◆ Exercise details:
Among the entries below, which lines include the string "mountain"? Show each one.

Saved data entries

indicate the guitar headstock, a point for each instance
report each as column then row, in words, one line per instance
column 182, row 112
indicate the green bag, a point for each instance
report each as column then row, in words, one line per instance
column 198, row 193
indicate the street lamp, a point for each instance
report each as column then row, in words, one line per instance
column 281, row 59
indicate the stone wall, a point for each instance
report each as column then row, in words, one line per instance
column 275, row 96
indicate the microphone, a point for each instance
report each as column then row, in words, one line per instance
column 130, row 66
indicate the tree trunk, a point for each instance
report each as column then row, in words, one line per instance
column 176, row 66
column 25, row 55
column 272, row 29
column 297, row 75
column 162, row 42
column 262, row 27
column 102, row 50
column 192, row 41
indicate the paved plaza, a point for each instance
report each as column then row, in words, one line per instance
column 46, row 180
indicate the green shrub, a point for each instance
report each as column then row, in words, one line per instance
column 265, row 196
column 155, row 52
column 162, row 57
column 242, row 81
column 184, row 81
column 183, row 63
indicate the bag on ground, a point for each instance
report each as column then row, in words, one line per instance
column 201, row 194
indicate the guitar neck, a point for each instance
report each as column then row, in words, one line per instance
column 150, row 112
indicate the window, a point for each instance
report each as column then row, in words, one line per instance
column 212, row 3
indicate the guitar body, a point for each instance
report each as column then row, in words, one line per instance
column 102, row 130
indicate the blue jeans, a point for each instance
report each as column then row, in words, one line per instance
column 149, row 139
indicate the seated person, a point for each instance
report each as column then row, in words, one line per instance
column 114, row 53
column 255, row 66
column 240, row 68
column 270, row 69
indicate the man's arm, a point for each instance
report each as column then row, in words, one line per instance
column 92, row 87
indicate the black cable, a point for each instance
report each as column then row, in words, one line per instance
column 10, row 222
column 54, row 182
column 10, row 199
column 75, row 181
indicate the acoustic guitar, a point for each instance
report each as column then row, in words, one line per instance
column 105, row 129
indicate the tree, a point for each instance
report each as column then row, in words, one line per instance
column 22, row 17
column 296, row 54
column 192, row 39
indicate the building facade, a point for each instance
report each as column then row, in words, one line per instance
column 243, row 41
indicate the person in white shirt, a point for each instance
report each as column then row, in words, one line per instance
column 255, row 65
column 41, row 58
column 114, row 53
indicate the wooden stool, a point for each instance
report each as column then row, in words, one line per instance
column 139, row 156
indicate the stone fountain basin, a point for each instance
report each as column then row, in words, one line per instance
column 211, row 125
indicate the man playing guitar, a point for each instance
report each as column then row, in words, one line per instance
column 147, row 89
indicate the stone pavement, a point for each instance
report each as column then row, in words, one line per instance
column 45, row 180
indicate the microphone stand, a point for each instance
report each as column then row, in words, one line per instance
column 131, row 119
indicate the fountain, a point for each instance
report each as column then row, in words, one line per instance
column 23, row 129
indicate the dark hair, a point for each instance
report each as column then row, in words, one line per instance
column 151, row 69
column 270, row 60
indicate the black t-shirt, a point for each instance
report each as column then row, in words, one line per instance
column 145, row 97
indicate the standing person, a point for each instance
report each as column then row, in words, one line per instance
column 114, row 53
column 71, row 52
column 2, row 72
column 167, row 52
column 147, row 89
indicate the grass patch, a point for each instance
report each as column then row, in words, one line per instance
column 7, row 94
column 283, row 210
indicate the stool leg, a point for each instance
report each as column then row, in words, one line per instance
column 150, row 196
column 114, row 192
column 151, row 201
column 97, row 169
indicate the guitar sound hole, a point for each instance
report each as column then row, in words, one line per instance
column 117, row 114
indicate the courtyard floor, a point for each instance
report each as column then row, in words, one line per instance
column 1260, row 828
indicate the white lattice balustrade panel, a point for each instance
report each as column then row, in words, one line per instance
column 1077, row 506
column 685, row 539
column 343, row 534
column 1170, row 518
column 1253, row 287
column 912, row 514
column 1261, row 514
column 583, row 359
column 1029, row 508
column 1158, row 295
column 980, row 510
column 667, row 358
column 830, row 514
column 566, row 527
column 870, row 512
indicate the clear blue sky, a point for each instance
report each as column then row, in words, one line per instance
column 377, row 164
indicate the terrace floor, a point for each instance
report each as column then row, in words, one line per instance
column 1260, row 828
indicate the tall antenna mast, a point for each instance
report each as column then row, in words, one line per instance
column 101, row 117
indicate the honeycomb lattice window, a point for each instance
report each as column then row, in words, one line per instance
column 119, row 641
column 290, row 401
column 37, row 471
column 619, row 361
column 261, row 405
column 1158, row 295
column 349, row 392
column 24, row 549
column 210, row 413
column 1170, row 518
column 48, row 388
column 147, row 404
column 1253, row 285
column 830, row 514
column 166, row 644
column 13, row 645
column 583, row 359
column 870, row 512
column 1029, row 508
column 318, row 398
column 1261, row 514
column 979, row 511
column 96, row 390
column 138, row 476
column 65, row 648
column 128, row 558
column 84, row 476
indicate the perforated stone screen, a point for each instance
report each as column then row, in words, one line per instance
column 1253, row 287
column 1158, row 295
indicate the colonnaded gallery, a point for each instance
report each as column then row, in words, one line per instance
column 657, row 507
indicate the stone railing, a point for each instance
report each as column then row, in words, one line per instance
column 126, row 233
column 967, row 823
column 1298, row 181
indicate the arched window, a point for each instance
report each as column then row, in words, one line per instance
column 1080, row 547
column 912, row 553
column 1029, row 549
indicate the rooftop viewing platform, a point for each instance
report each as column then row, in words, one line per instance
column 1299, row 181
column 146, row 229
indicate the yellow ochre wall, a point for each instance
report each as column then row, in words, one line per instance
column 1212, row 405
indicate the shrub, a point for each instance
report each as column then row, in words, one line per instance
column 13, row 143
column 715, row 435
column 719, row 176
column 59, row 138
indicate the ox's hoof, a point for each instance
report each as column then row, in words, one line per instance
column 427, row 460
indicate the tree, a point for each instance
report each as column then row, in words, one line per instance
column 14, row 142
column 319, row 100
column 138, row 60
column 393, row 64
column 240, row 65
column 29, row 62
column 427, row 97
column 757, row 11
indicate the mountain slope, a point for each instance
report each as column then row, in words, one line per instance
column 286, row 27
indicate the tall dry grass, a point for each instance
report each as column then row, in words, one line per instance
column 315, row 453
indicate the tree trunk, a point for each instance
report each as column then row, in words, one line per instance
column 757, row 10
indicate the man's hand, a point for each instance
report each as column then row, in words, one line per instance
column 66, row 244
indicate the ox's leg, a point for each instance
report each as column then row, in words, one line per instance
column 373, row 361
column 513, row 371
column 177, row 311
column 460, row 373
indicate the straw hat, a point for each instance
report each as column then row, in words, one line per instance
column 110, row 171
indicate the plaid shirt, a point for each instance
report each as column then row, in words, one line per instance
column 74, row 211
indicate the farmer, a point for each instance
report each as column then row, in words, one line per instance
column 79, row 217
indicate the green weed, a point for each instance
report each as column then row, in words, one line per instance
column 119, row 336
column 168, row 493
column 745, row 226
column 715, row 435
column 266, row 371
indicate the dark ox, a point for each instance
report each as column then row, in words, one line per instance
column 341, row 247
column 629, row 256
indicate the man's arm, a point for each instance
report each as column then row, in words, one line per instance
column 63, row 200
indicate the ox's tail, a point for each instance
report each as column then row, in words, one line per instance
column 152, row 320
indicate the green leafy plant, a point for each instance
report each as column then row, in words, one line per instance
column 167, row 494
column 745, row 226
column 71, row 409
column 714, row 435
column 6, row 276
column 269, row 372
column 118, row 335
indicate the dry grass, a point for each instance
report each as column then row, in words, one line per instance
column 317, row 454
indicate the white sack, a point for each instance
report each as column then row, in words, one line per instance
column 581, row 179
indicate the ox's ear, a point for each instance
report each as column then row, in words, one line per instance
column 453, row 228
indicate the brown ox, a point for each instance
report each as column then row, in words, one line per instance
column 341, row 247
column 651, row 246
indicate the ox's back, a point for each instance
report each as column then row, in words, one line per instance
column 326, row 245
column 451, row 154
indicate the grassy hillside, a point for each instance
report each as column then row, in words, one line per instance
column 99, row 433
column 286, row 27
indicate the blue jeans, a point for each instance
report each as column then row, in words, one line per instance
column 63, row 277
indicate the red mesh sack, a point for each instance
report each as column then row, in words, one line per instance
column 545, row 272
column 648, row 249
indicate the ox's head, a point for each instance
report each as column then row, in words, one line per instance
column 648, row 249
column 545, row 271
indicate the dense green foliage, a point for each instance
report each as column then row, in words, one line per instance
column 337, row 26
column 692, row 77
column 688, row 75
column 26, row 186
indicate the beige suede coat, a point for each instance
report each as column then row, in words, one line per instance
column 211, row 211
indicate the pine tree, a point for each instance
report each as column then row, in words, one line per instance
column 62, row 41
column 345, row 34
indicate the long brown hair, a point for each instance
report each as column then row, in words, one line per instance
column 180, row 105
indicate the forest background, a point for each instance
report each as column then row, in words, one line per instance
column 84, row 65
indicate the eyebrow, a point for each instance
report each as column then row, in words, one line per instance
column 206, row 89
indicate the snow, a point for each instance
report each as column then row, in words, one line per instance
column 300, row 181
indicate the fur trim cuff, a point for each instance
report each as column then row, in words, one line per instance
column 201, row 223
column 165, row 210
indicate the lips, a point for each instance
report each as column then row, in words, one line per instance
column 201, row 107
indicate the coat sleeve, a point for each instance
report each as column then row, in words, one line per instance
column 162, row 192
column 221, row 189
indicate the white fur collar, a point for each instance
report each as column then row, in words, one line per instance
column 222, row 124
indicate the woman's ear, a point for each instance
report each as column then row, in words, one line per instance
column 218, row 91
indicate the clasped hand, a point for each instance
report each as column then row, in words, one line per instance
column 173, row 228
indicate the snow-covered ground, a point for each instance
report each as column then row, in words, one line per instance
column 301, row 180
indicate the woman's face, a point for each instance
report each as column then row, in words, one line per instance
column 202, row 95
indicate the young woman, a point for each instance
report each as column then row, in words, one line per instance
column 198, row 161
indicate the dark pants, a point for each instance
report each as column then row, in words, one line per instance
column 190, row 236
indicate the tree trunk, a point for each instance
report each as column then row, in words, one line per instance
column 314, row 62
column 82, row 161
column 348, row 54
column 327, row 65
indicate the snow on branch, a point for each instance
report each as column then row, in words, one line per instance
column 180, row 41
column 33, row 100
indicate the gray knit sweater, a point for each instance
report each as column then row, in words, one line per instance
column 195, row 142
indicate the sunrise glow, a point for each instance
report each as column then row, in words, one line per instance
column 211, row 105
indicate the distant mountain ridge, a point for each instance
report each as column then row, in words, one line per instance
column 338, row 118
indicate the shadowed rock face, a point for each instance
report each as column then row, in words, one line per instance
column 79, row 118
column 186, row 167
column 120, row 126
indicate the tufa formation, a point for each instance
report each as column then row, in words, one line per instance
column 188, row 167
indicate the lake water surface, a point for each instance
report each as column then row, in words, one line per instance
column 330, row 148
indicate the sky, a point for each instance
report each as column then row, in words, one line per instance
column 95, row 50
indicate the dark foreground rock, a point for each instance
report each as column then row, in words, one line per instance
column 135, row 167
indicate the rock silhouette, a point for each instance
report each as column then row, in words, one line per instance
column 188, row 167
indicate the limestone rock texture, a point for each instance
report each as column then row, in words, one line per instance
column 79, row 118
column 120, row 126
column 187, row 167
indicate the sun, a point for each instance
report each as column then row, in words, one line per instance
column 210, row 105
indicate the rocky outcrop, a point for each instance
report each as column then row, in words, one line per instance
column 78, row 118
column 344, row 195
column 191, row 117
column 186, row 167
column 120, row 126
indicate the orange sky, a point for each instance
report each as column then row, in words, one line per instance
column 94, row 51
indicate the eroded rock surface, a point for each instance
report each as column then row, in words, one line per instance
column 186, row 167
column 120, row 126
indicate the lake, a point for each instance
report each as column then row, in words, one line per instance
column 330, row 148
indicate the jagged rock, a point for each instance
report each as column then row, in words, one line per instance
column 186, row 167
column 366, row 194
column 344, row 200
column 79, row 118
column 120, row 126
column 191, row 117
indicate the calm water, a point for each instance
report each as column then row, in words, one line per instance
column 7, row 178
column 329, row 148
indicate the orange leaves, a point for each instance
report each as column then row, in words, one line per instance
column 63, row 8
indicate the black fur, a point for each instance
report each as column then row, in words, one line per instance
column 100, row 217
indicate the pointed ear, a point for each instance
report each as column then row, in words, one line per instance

◆ Answer section:
indicate the mountain slope, a point for each instance
indicate the distant mountain ridge, a point for each instance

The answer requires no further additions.